Input material:
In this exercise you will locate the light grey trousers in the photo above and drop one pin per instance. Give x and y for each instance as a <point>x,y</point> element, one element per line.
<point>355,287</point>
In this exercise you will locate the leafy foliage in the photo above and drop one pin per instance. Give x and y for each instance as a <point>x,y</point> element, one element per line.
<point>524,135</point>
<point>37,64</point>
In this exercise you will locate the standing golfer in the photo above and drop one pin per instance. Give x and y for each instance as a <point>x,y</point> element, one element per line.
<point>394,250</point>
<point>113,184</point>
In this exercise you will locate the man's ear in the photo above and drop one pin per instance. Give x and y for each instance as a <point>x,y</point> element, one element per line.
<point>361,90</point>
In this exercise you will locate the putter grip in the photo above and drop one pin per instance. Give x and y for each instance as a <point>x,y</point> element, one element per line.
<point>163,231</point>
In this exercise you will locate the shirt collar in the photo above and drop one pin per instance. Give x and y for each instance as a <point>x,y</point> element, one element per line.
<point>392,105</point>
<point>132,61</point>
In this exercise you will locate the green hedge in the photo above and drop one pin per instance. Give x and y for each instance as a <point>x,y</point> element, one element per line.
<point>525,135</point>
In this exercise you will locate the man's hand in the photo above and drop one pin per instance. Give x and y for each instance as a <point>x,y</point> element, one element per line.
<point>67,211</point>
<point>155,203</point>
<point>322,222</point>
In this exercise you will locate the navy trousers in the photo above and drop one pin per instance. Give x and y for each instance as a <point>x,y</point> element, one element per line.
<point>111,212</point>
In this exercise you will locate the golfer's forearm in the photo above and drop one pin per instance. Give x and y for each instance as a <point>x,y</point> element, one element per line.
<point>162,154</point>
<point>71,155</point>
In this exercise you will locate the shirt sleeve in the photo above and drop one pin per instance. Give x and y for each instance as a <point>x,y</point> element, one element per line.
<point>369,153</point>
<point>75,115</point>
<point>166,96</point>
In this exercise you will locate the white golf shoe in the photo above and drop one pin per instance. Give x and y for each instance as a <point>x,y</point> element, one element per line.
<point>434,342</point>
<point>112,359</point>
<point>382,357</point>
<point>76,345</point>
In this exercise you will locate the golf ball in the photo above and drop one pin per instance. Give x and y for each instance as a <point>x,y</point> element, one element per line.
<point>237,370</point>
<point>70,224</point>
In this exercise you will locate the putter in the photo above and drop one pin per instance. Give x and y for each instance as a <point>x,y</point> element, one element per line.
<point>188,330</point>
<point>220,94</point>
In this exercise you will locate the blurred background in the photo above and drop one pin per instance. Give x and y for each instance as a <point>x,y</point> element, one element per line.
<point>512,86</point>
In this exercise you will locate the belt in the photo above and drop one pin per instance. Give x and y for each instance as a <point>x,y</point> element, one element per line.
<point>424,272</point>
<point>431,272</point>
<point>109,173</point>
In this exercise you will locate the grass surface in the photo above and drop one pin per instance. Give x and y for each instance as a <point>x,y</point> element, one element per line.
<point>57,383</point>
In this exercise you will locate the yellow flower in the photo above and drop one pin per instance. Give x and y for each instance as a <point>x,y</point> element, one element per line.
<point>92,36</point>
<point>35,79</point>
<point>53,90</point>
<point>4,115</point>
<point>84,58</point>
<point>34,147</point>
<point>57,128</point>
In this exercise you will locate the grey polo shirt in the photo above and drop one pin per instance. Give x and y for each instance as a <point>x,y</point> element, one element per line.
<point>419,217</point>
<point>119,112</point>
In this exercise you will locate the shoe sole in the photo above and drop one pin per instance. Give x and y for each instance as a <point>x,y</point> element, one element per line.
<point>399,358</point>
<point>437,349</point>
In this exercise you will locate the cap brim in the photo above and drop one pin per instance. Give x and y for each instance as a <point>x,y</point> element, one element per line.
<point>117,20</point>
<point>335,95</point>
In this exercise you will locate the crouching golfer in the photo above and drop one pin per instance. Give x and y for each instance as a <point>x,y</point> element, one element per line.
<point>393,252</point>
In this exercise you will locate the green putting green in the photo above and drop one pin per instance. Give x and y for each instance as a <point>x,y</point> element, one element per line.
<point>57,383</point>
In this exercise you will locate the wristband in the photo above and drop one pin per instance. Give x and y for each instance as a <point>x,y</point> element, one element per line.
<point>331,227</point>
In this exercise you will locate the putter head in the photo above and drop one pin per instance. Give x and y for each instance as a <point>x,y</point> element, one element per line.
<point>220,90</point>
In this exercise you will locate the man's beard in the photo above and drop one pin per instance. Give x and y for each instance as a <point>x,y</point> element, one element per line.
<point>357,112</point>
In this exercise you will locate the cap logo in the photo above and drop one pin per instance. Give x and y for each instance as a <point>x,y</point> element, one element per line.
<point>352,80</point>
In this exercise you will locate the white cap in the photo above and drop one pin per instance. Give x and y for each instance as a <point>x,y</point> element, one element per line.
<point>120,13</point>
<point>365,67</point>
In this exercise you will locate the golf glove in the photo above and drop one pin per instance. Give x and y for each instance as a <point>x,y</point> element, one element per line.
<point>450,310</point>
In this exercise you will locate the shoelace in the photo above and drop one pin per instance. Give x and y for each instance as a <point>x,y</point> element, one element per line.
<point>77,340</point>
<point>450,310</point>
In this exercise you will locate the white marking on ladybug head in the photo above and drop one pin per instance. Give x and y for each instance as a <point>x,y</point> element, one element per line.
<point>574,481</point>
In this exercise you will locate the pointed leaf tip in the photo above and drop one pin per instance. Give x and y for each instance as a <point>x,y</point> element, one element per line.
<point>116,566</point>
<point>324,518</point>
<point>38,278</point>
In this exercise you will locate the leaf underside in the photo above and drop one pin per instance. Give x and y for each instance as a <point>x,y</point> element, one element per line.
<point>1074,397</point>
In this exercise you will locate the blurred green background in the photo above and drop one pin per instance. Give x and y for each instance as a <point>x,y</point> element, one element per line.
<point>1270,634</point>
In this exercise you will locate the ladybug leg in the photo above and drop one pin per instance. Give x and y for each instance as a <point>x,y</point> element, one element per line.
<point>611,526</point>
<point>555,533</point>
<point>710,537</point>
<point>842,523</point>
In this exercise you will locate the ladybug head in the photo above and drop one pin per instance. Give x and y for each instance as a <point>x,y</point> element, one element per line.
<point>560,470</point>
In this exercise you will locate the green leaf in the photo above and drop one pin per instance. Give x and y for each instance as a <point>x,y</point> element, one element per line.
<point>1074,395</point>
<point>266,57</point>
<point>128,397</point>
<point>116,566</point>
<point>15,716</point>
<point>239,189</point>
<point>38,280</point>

Prompt:
Write out the data above again, word for word.

Solution below:
In this exercise you will locate the light grey trousers in the photo above and drop one pin per instance. Give x and y for each instance as a <point>x,y</point> element, one element per line.
<point>355,287</point>
In this exercise you will locate the leafy foliage in the photo above and drop one pin per instance. Give x and y for each instance as a <point>x,y</point> element, one element per line.
<point>524,135</point>
<point>37,64</point>
In this exercise you will locate the standing golfer in the photo above and drop one pin per instance. Give x and y for each instance as a <point>x,y</point> element, one element per line.
<point>394,250</point>
<point>113,184</point>
In this exercise you will locate the man's ear in the photo above and drop one pin per instance. Give x and y for each instance as a <point>x,y</point> element, one element per line.
<point>361,90</point>
In this exercise you will locate the putter grip in the photo above and drop one pin per instance. Give x and y for each instance as a <point>x,y</point> element, one element per line.
<point>163,231</point>
In this exercise you will locate the shirt collar in the photo above and drop one pin per instance. Give x and y for each instance as a <point>x,y</point> element, one element per line.
<point>392,105</point>
<point>132,61</point>
In this exercise you will locate the green hedge in the photo above and drop one pin per instance. Give x and y for each instance as a <point>x,y</point> element, one element per line.
<point>525,135</point>
In this exercise you will locate the man's hand in the photo above and drop one pin per instance. Give x and y for each instance as a <point>x,y</point> element, one element per line.
<point>67,211</point>
<point>155,203</point>
<point>322,222</point>
In this exercise you will locate the navy trousers in the photo above and drop one pin per instance. Give x and y for each instance as a <point>x,y</point> element, one element per line.
<point>111,212</point>
In this exercise you will locate the golfer's forearm in the photo above and drop one pin per instance. Give x and y for each instance as a <point>x,y</point> element, one element per line.
<point>162,154</point>
<point>71,155</point>
In this exercise you will locate the shirt sleeve in the photo above and drop one pin per instance. Give x and y for each instance as a <point>x,y</point> element, one element per line.
<point>369,153</point>
<point>75,115</point>
<point>166,96</point>
In this exercise you will locate the white golf shoe in the photo above and drop one pin per instance. Give x and y for each instance as a <point>x,y</point> element, one element per line.
<point>434,342</point>
<point>112,359</point>
<point>382,357</point>
<point>76,345</point>
In this exercise you will locate the golf ball in the photo above and drop one pin per instance. Give x and y for each instance as a <point>x,y</point> element, one element per line.
<point>237,370</point>
<point>70,224</point>
In this exercise you will locate the putter in the photo above and drop one pin per instance. Give x and y for each instance as a <point>x,y</point> element, one element per line.
<point>188,330</point>
<point>220,94</point>
In this exercise you will locate the blurred background in the photo above and drop one pin per instance. Give x and y for each instance as a <point>x,y</point> element, one element per line.
<point>512,86</point>
In this exercise you will locate the belt in the photo above and drop one pin per instance. Give x and y for each instance as a <point>x,y</point> element, one element per line.
<point>424,272</point>
<point>431,272</point>
<point>109,173</point>
In this exercise you will locate the grass surface in the photo above and drop one pin per instance. Give x and y for each instance as a <point>x,y</point> element, one element per line.
<point>57,383</point>
In this exercise you will locate the yellow flower in the photo above and drop one pin per instance. Give x and y for each instance as a <point>x,y</point> element, one element per line.
<point>92,36</point>
<point>35,79</point>
<point>53,90</point>
<point>4,115</point>
<point>84,58</point>
<point>34,147</point>
<point>57,128</point>
In this exercise you will locate the grey polo shirt in the photo above and drop one pin per instance. Give x and y for each instance as a <point>x,y</point> element, one element per line.
<point>419,217</point>
<point>119,112</point>
In this exercise you will locate the shoe sole in the photo above and drop one pin per instance. Give x and y for each instance as a <point>x,y</point> element, one element per line.
<point>399,358</point>
<point>437,349</point>
In this exercise you will locate the cap brim in the photo above and drop one pin per instance. Give x and y for each instance as a <point>x,y</point> element, one element per line.
<point>117,20</point>
<point>335,95</point>
In this exercise you will locate the crouching golfer in the photo above and drop one pin per instance. Give x and y for each instance as a <point>x,y</point> element, one element per line.
<point>393,252</point>
In this exercise you will locate the green putting green in the photo above and drop one pin per instance. Give x and y for each instance as a <point>x,y</point> element, one element per line.
<point>57,383</point>
In this exercise you will locate the wristband in the photo above and drop one pin per instance. Give x and y for each instance as a <point>x,y</point> element, one element per line.
<point>331,227</point>
In this exercise you will locate the putter head in the photo above and drop one pin per instance. Give x and y for each instance as a <point>x,y</point> element, one element per line.
<point>220,90</point>
In this exercise you will locate the man's beard in the photo above and drop one pin per instance. Give x and y for each instance as a <point>x,y</point> element, one element per line.
<point>357,112</point>
In this exercise you will locate the cap logo in the photo above and drop one pin per instance. Give x and y for each instance as a <point>x,y</point> element, one element per line.
<point>352,80</point>
In this exercise you will locate the white cap in the photo above and drop one pin per instance. Give x and y for each instance as a <point>x,y</point> element, one element per line.
<point>120,13</point>
<point>365,67</point>
In this exercise you will locate the golf glove in the photo above and drop one pin per instance. Give x and y for each instance as a <point>x,y</point> element, one element per line.
<point>450,310</point>
In this exercise you will locate the shoelace in the photo above and drop one pin per instance. Give x and y for each instance as a <point>x,y</point> element, one element per line.
<point>77,340</point>
<point>450,310</point>
In this exercise you will locate the white marking on ladybug head in the photo above and drop one pin per instance. Give x and y for each instance as a <point>x,y</point> element, one element per line.
<point>574,481</point>
In this exercise you will locate the pointed leaf tip in the photo above and drop one pin per instance. Give x and y for each instance as a <point>x,y</point> element, one element per line.
<point>116,566</point>
<point>324,518</point>
<point>38,278</point>
In this exercise you will locate the leaf underside in the photo above and drop one pin per instance. Give x and y for each instance as a <point>x,y</point> element, one element per line.
<point>1074,397</point>
In this exercise you will locate the blurred green background in the photo above and drop one pin per instance. Give x and y for each instance as a <point>x,y</point> element, one element per line.
<point>1270,634</point>
In this exercise you will locate the ladybug leg in the photo above and drop one pin per instance. Give x and y for each instance as a <point>x,y</point> element, one element per line.
<point>611,526</point>
<point>555,533</point>
<point>710,537</point>
<point>842,523</point>
In this exercise you will locate the ladybug head in the photo above and drop one pin per instance. Give x and y for each instance as a <point>x,y</point> element, one element per line.
<point>560,470</point>
In this exercise you will locate the green leaf in the photo above and drop one pin per instance. Give x and y for each instance as a <point>x,y</point> element, one element per line.
<point>1074,395</point>
<point>266,57</point>
<point>128,397</point>
<point>116,566</point>
<point>15,716</point>
<point>239,189</point>
<point>38,280</point>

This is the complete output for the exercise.